▸ **Task objective**: Swap every "Quick Start" in the material below for "Getting Started" and give the material back otherwise unchanged. Leave out the pictures.

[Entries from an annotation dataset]
----

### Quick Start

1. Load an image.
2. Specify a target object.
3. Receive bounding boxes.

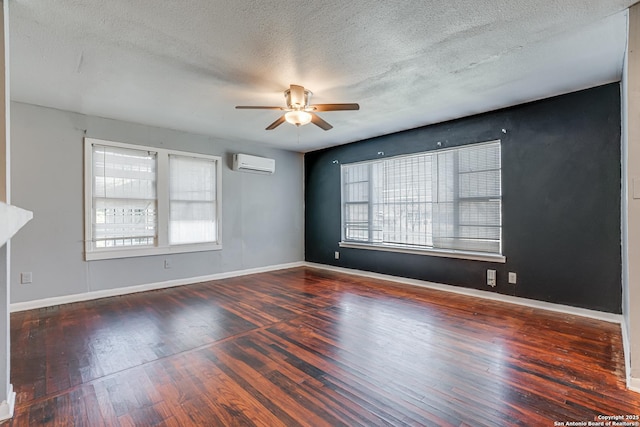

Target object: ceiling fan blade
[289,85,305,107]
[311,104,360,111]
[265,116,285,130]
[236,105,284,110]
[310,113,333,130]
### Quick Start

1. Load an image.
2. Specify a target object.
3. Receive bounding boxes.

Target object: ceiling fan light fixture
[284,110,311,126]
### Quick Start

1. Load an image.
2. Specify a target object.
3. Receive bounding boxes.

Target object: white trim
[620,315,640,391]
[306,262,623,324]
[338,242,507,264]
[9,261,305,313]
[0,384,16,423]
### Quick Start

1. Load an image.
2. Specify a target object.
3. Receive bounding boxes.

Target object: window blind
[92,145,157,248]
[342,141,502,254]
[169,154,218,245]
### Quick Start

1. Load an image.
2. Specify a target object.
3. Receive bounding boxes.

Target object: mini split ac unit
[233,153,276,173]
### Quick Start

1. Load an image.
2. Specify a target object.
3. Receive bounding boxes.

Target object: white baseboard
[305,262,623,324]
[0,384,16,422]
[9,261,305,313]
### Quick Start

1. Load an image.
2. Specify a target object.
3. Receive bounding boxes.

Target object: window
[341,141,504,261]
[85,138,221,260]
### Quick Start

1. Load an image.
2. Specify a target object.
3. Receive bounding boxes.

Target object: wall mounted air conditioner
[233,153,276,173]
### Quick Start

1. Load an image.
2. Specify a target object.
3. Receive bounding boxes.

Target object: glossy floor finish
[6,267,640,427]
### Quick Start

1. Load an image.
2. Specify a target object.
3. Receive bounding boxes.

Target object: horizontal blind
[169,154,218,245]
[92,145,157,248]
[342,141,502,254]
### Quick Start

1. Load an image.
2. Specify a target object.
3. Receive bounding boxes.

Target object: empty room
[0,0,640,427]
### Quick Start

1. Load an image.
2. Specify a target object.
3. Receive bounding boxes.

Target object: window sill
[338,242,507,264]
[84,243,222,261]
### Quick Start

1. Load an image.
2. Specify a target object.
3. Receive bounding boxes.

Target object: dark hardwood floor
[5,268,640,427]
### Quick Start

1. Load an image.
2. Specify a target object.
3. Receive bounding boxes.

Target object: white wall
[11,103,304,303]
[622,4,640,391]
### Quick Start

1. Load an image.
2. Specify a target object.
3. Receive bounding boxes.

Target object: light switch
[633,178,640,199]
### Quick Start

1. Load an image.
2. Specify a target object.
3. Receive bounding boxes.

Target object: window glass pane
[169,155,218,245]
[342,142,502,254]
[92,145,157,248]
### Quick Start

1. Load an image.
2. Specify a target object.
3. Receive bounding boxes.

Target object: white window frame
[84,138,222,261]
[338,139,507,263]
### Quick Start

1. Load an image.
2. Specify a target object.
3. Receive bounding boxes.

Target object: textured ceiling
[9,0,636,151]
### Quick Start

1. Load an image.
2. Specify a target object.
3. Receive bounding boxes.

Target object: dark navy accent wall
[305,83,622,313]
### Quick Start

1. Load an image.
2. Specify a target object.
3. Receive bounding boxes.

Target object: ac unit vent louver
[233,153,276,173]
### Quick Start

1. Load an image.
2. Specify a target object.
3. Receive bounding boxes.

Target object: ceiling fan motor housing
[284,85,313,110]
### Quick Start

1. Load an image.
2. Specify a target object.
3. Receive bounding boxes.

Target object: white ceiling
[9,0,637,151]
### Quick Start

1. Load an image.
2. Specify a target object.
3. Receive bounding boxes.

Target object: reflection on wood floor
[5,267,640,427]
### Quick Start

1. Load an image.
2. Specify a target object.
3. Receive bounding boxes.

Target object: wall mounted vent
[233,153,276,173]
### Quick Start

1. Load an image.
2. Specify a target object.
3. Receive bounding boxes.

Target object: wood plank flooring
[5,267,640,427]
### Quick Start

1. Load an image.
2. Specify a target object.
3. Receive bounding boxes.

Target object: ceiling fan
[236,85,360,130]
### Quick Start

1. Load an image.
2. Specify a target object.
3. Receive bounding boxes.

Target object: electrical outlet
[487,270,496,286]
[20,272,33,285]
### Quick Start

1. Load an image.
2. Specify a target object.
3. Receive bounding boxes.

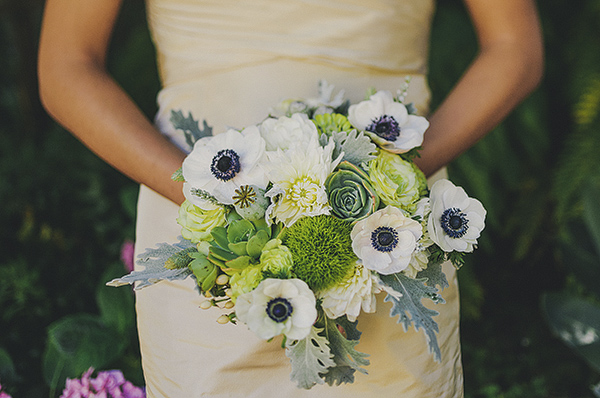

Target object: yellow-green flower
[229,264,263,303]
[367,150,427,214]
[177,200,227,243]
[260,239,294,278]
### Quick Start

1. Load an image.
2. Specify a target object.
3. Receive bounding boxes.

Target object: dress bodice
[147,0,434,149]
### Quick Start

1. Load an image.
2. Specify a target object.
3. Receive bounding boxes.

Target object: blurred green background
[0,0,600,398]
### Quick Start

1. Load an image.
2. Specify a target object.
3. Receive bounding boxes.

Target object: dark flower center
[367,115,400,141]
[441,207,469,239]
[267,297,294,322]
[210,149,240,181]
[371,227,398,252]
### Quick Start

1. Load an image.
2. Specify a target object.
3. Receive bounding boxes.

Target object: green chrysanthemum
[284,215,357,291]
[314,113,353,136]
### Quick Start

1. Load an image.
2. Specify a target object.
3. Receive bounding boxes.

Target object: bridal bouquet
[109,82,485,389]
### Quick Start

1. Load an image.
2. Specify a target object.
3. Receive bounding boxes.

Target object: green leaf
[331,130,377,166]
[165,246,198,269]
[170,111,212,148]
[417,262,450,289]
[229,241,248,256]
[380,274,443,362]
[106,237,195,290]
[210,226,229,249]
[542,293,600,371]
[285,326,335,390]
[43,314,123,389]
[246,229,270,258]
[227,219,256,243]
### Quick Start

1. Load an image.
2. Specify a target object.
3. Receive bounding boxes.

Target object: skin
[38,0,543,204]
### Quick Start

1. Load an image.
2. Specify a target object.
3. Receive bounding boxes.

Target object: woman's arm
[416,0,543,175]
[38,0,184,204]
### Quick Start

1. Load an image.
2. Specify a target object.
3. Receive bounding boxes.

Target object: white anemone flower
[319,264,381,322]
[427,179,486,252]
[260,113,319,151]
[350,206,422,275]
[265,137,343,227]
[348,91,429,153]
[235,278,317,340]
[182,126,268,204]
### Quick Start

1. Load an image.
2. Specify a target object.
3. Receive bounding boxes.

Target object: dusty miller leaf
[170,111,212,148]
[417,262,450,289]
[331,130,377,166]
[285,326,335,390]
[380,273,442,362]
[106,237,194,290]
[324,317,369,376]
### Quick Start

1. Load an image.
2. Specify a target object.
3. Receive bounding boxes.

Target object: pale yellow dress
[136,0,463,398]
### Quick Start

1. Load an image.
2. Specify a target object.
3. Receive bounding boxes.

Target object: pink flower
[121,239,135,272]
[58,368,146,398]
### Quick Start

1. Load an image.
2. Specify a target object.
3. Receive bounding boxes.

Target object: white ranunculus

----

▸ **Output**:
### Getting Started

1. Load an image.
2. Specify a target object.
3. Receive bounding boxes.


Target object: ceiling fan blade
[289,85,305,107]
[311,104,360,111]
[265,116,285,130]
[236,105,284,110]
[310,113,333,130]
### Getting Started

1. Load an image.
2. Specify a target object.
3. Receive bounding boxes.

Target object: ceiling fan light fixture
[284,110,311,126]
### Getting Started

1. Load an image.
2. Specify a target object.
3. Receive bounding boxes.

Target object: white trim
[620,315,640,391]
[306,262,623,324]
[338,242,507,264]
[9,261,305,313]
[0,384,16,423]
### Getting Started

1. Load an image.
2. Specify a target object.
3. Receive bounding boxes.

Target object: window blind
[92,145,157,248]
[342,141,502,254]
[169,154,218,245]
### Getting Started

1. Load an image.
2. Specify a target object.
3. Receive bounding boxes.

Target object: mini split ac unit
[233,153,276,173]
### Getting Started

1. Load an image.
2. Specify a target object.
3. Receive bounding boxes.

Target object: white baseboard
[305,262,623,324]
[0,384,16,422]
[9,261,305,313]
### Getting Started

1. Load an image.
2. Specify a target object.
3. Receive bounding boxes.

Target object: window
[341,141,504,261]
[85,138,221,260]
### Getting Started

1. Load an image.
2. Specify a target object.
3. Receive bounding boxes.

Target object: wall mounted air conditioner
[233,153,276,173]
### Getting Started

1. Load an image.
2. Specify a target object.
3. Receive bounding boxes.

Target object: glossy floor finish
[6,267,640,427]
### Getting Started

1. Load an image.
2. Specify a target object.
3. Receive bounding boxes.

Target object: horizontal blind
[169,154,218,245]
[92,145,157,248]
[342,141,502,254]
### Getting Started

1. Load an image.
2. Specify a target object.
3. Receive bounding boxes.

Target object: empty room
[0,0,640,427]
### Getting Started

1. Load an image.
2. Specify a target object.
3. Receive bounding boxes.

Target object: window sill
[338,242,507,264]
[84,243,222,261]
### Getting Started

1. Load an image.
2. Specify a target object.
3. Receive bounding boxes.

Target object: dark hardwood floor
[5,268,640,427]
### Getting Started

1. Load an image.
2. Specify a target object.
3. Receive bounding boxes.

Target object: white wall
[11,103,304,303]
[622,4,640,391]
### Getting Started

1. Load an image.
2. Specify a target object.
3. Receive bounding boxes.

Target object: light switch
[633,178,640,199]
### Getting Started

1. Load an image.
2. Specify a target object.
3. Receive bounding boxes.

Target object: window glass pane
[169,155,218,245]
[342,142,502,254]
[92,145,157,248]
### Getting Started

1. Load an image.
2. Specify a target object.
3. Receive bounding boxes.

Target object: white window frame
[84,138,222,261]
[338,139,507,263]
### Getting Started

1. Load an image.
2. Specify a target object.
3. Receive bounding boxes.

Target object: textured ceiling
[9,0,636,151]
### Getting Started

1. Load an image.
2. Specify a target object.
3. Receive bounding boxes.

Target object: dark navy accent wall
[305,83,622,313]
### Getting Started

1. Load an image.
2. Specify a target object.
3. Receive bounding boxes.

Target object: ac unit vent louver
[233,153,276,173]
### Getting Started

1. Load an image.
2. Specify a target object.
3. Receive bounding boxes.

Target object: ceiling fan motor housing
[284,85,313,110]
### Getting Started

1. Load an image.
2. Specify a target object.
3. Receive bounding boxes.

Target object: white ceiling
[9,0,637,151]
### Getting Started

1. Load an image.
2. Specify a target object.
3. Receive bounding boxes.

Target object: reflection on wood floor
[5,267,640,427]
### Getting Started

1. Load an image.
2. Specify a target object.
3. Receive bounding boxes.

Target object: wall mounted vent
[233,153,276,173]
### Getting Started

1. Load an image.
2. Specify a target object.
3. Receive bounding boxes.

Target object: wood plank flooring
[5,267,640,427]
### Getting Started

1. Load an image.
2. Specify a target object.
3. Receive bounding boxes.

Target object: ceiling fan
[236,85,360,130]
### Getting Started

1. Load an image.
2. Specify a target object.
3. Receive bounding boxes.

Target object: electrical outlet
[487,270,496,286]
[20,272,33,285]
### Getting Started

1. Load an image.
2. Specify a target object.
3. Receive bounding boxes.


Target object: yellow-green flower
[229,264,263,303]
[367,150,427,214]
[177,200,227,243]
[260,239,294,278]
### Getting Started

1. Load an image.
2. Specify a target object.
3. Receive bounding boxes.

Target object: dress bodice
[147,0,434,149]
### Getting Started

1. Load an image.
2. Specify a target object.
3. Receive bounding boxes.

Target object: blurred green background
[0,0,600,398]
### Getting Started

1. Load an image.
2. Specify a target object.
3. Receive bounding boxes.

Target object: dark flower center
[367,115,400,141]
[441,207,469,239]
[267,297,294,322]
[210,149,240,181]
[371,227,398,252]
### Getting Started

1. Load an image.
2. Specify a target object.
3. Receive bounding boxes.

Target object: green chrysanthemum
[284,215,357,291]
[314,113,353,136]
### Getting Started

1. Load an image.
2. Specify a target object.
3. Receive bounding boxes.

Target object: bridal bouquet
[109,82,485,389]
### Getting Started

1. Load an image.
2. Specify a target object.
3. Receive bounding boxes.

Target object: green leaf
[331,130,377,166]
[165,246,198,269]
[170,111,212,148]
[417,262,450,289]
[229,241,248,256]
[380,274,443,362]
[106,237,195,290]
[210,226,229,249]
[542,293,600,371]
[285,326,335,390]
[43,314,123,389]
[246,229,270,258]
[227,219,256,243]
### Getting Started

1. Load an image.
2. Specify a target object.
3. Receive bounding boxes.

Target object: skin
[38,0,543,204]
### Getting Started

1. Load an image.
2. Specify a target object.
3. Receive bounding boxes.

Target object: woman's arm
[416,0,543,175]
[38,0,184,204]
### Getting Started

1. Load an image.
2. Specify a target object.
3. Receive bounding boxes.

Target object: white anemone flower
[319,264,381,322]
[427,179,486,252]
[260,113,319,151]
[350,206,422,275]
[265,137,343,227]
[348,91,429,153]
[235,278,317,340]
[182,126,268,204]
### Getting Started

1. Load an image.
2. Specify a target object.
3. Receive bounding boxes.

Target object: dusty miller leaf
[170,111,212,148]
[417,262,450,289]
[331,130,377,166]
[285,326,335,390]
[380,273,442,362]
[106,237,194,290]
[324,317,369,376]
### Getting Started

1. Load an image.
2. Specify a target object.
3. Receive bounding boxes.

Target object: pale yellow dress
[136,0,463,398]
### Getting Started

1. Load an image.
2. Specify a target object.
3. Receive bounding boxes.

Target object: pink flower
[121,239,135,272]
[58,368,146,398]
### Getting Started

1. Load an image.
2. Specify a target object.
3. Receive bounding boxes.

Target object: white ranunculus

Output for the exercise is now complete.